**PROVIDED PASSAGE:**

++++

The hermit thrush and the nightingale can produce sound of the utmost beauty. But they are not civilized beings. They lack ideas of adequate generality respecting their own actions and the world around them. Without doubt the higher animals entertain notions, hopes, and fears. And yet they lack civilization by reason of the deficient generality of their mental functionings. Their love, their devotion, their beauty of performance, rightly claim our love and tenderness in return […]. Civilized beings are those who survey the world with some large generality of understanding (MT 3-4; emphasis added).

Along with many other twentieth-century philosophers, Whitehead sees language as the key to our advanced mental functioning, but even the most articulate among us often find it difficult to speak with learned precision about what we feel as animals (MT 5).

In Whitehead’s terms, nonhuman animals as well as human ones have intense “interest” in various particular things as well as some inchoate sense of the “importance” of the whole environment. Further, Whitehead thinks that it is importance that generates interest and that such generation gives rise to discrimination among interests and hence gives rise to language and advanced consciousness. Once again, there is continuity with nonhuman animals here. They can clearly engage in both signaling and emotional expression, but Whitehead thinks that nonhuman animals are limited in the degree to which they can engage in abstraction from the immediate situation. The biblical metaphor used by Whitehead to make the point is that on the sixth day God gave human beings speech and they thereby became souls (PR 11-12, 44, 52-53, 57).

At one end of the continuum of nature there are human beings with a profound experience of “disclosure” of nature’s secrets; at the other end there is supposedly inorganic nature. Toward the upper end of this continuum there are confused nonhuman animal satisfactions as well as a certain degree of clarity found in human understanding. Or again, nonhuman animals enjoy the structure of the world, but human beings can study it. We can see form within fact. By way of contrast, Whitehead cites an example from personal experience of seeing a mother squirrel remove her young from a dangerous place one by one until all three were safe, but she returned a fourth time to the old place because […] she could not count (PR 87, 104-107).

We can try to understand nature in terms of concepts like “space,” “time,” and “deity.” Nonhuman animals only anticipate this understanding when they sometimes pass beyond the enjoyment of immediate fact. The aforementioned mother squirrel, for example, presumably stored up acorns for the winter. In Whitehead’s strongest statement in favor of partial human transcendence of nonhuman nature, however, he suggests that “when all analogies between animal life and human nature have been stressed, there remains a vast gap in respect to the influence of reflective experience” (MT 102-103). Or again, “take the subtle beauty of a flower in some isolated glade of a primeval forest. No animal has ever had the subtlety of experience to enjoy its full beauty. And yet this beauty is a grand fact in the universe” (MT 120). Even less capable of experiencing such a beauty are the living cells in the flower.

Yet Whitehead nonetheless thinks it is an example of “holiness” that one notices the “sacredness” of natural beauty in both flowers and nonhuman animals. Partial transcendence of nonhuman animality depends on the level of abstraction at which we (some of us, some of the time) can think. Granted, nonhuman animals live at a much more abstract level than cells, but we emphasize and are explicit about such abstraction (MT 123).

++++

**SET OF TASKS:**
1 – Answer these questions from the passage on Whitehead and nonhuman animals:
(a) Which two birds are said to produce sound of the utmost beauty?
(b) How many young did the mother squirrel carry to safety?
(c) In Whitehead's biblical metaphor, on which day did God give human beings speech?
2 – List every page citation to MT that appears in the passage on Whitehead and nonhuman animals.
3 – Carry on the passage on Whitehead's view of nonhuman animals from its final sentence.

++++

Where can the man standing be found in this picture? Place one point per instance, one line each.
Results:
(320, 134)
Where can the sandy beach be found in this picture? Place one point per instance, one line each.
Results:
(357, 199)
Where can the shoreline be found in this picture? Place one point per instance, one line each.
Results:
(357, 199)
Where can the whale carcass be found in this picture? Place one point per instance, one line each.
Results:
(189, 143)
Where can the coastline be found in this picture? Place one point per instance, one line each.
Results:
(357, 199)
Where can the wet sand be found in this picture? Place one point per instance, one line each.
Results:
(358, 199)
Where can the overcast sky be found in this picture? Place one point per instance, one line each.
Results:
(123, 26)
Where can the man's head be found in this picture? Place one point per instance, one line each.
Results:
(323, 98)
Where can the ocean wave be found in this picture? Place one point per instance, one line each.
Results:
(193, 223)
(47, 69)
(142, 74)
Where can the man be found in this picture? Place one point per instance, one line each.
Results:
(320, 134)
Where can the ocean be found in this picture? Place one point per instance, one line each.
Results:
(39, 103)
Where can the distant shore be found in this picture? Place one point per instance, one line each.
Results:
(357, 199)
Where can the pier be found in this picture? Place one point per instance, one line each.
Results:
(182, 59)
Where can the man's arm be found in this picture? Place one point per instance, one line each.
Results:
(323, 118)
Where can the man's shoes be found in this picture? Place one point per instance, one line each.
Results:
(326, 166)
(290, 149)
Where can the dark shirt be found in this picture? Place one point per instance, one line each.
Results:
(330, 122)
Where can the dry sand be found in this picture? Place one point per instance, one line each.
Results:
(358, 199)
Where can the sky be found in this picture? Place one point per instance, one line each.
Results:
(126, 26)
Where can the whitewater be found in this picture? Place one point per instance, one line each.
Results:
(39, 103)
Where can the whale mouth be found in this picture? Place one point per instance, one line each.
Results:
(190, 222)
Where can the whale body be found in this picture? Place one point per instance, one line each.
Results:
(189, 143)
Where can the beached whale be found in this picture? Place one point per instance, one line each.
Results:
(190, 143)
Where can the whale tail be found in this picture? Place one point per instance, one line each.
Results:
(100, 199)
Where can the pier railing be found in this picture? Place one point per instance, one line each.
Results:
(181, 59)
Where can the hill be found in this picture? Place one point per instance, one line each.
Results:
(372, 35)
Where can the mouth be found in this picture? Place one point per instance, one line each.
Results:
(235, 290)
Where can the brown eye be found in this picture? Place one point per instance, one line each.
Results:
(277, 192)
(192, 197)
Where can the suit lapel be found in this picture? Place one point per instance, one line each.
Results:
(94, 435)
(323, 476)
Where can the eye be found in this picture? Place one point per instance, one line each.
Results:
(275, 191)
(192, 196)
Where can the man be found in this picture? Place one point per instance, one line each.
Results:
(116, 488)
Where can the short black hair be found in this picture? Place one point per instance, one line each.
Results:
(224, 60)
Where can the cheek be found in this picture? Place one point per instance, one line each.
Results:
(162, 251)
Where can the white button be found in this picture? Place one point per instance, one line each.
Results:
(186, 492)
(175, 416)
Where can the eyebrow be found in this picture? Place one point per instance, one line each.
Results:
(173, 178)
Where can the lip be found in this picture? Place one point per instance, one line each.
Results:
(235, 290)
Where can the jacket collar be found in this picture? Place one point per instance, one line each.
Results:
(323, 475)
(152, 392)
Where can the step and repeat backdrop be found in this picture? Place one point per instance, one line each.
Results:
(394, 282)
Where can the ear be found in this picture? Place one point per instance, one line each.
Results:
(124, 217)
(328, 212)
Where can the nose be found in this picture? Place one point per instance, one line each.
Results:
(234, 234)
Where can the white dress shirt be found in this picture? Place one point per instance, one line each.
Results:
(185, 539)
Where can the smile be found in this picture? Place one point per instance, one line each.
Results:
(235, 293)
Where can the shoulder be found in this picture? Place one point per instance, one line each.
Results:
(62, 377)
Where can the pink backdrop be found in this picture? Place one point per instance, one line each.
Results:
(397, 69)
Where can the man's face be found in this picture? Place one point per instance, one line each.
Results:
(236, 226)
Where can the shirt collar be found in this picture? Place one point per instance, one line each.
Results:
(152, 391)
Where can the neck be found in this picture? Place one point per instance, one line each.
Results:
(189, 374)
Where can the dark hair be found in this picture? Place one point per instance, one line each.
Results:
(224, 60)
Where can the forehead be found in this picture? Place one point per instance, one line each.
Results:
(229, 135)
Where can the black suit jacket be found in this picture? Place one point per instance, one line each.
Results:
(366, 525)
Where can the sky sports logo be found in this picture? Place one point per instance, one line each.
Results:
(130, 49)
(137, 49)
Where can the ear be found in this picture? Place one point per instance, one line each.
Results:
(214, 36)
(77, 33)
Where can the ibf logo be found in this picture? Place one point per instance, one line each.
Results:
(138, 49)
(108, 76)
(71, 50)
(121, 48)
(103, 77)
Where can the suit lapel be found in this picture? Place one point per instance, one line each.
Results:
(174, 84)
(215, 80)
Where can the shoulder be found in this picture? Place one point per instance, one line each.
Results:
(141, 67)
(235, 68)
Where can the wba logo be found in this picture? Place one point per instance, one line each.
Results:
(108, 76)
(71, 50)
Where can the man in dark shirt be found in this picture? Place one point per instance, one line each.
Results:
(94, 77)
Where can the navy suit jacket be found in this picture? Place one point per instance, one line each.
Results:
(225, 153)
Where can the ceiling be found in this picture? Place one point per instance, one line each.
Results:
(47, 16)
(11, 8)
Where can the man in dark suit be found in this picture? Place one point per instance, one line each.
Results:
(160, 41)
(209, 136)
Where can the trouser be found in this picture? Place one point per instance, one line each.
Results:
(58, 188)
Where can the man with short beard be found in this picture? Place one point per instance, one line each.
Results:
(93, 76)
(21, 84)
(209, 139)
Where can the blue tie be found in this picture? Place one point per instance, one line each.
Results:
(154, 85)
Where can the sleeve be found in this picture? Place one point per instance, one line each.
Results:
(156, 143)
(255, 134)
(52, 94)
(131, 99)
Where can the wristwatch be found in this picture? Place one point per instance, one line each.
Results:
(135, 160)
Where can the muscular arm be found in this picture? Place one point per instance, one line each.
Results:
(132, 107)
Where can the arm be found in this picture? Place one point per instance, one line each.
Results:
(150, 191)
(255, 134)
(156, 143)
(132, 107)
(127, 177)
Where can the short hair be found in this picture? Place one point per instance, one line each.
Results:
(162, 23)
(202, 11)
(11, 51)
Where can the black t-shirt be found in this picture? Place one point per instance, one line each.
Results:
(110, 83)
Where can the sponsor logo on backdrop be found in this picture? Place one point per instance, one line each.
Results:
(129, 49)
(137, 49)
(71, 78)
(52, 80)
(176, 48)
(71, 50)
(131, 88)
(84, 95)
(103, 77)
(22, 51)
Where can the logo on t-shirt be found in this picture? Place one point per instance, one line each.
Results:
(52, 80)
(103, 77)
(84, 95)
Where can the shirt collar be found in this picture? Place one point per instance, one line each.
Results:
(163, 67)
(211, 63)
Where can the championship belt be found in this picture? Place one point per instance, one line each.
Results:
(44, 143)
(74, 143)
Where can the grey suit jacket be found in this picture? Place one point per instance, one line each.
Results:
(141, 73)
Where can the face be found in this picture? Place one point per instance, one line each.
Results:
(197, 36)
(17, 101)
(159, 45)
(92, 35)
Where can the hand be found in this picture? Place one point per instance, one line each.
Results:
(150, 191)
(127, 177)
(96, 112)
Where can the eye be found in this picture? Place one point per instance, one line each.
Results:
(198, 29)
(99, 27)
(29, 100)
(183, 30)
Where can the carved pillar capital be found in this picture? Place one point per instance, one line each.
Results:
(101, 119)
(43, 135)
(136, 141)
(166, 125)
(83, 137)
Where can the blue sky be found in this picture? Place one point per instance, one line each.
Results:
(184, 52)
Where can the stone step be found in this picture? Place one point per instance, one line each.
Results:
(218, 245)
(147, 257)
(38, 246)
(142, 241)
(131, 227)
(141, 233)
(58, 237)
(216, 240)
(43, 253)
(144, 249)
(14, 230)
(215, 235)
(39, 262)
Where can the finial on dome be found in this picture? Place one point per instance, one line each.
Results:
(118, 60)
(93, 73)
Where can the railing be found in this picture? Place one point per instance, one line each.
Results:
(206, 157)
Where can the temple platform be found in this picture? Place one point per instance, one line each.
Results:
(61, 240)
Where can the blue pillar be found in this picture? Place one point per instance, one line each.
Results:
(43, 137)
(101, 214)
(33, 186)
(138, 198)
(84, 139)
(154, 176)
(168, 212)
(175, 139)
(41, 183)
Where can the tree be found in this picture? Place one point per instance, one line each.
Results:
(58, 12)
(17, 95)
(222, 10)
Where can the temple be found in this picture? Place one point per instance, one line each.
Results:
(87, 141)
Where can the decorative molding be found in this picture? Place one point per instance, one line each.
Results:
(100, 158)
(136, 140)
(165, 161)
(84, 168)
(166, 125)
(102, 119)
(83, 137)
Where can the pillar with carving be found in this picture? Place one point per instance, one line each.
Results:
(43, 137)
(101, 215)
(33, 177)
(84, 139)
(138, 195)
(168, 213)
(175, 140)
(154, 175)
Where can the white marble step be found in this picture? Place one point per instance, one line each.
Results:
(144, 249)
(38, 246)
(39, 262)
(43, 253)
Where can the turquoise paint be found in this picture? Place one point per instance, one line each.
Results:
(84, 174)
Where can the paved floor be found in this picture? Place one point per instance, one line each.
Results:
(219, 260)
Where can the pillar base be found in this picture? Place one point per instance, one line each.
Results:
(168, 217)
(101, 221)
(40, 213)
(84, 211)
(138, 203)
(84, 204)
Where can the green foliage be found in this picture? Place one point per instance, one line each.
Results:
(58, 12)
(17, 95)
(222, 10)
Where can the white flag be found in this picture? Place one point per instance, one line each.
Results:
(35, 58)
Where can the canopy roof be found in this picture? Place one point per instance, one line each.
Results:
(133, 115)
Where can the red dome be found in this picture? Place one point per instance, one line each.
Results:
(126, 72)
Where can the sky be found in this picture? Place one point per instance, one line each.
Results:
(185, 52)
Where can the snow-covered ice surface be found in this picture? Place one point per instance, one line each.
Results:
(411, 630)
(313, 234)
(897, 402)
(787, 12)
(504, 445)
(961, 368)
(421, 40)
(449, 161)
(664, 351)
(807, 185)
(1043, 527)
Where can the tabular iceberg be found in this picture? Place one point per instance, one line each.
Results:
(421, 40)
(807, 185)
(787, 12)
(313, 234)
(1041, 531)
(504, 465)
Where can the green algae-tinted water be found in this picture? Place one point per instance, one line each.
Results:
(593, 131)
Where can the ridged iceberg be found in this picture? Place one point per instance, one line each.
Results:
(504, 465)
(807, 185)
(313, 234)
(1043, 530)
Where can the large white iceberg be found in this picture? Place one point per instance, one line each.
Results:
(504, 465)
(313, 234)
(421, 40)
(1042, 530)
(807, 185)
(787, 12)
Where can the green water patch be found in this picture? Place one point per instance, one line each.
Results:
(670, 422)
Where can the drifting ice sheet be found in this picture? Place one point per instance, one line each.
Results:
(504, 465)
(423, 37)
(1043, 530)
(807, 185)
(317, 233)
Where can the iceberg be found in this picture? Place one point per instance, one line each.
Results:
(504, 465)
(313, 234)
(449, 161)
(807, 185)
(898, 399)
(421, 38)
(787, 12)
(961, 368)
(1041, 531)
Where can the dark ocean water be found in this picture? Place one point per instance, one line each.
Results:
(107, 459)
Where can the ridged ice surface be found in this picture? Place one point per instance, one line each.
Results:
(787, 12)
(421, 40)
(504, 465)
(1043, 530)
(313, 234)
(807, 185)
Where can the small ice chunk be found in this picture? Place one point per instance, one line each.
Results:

++++

**ANSWERS TO THE EXERCISE:**
1 –
(a) The hermit thrush and the nightingale.
(b) Three.
(c) The sixth day.

2 –
MT 3-4
MT 5
MT 102-103
MT 120
MT 123

3 –
5. Two Arguments in Favor of Nonhuman Animal Rights

There are two arguments that have been most frequently cited by animal rightists in the past generation—the argument from sentiency and the argument from marginal cases. In very abbreviated form, the former is as follows:

A. Any being that can experience pain or suffer has, at the very least, the right not to be forced to experience pain or suffer or be killed unnecessarily or gratuitously.

B. It is not necessary that we inflict pain, suffering or death on nonhuman animals so that we can have a healthy diet, because a vegetarian diet can be healthy or even healthier than a meat-eating one.

C. Therefore, to inflict unnecessary pain, suffering or death on nonhuman animals in order to eat them is morally reprehensible.

Jeremy Bentham put the point famously when he said that the key question is not whether nonhuman animals can reason, but whether they can suffer (Bentham 1948, Chapter XVII). All philosophical vegetarians, even those who are not utilitarians, agree with Bentham on this point.

Some might suspect that an escape from this argument can be found in “sneaking up” on the nonhuman animal so as to kill it painlessly. There are many ways to respond to this objection, one of which is through the argument from marginal cases. Peter Singer sums up this argument in the following terms:

The catch is that any such characteristic that is possessed by all human beings will not be possessed only by human beings. For example, all humans, but not only humans, are capable of feeling pain, and while only humans are capable of solving complex mathematical problems, not all humans can do this. So it turns out that in the only sense in which we can truly say, as an assertion of fact, that all humans are equal, at least some members of other species are also “equal”—equal, that is, to some humans (Singer 1975, 265).

To say that we can legitimately eat (or wear, experiment on, etc.) nonhuman animals but not human beings, because human beings are rational, or autonomous, or language-users, etc., ignores the fact that some human beings are not rational, autonomous and the like. These “marginal cases” of humanity include infants, the mentally enfeebled, those with senile dementia, etc. If we lower our standard to that of sentiency per se (e.g., the ability to experience pain or suffer) so as to protect these human beings (as we no doubt should!), in order to be consistent we must also protect many nonhuman animals, including those that we eat. Hence, the argument from marginal cases can also be called the argument from moral consistency.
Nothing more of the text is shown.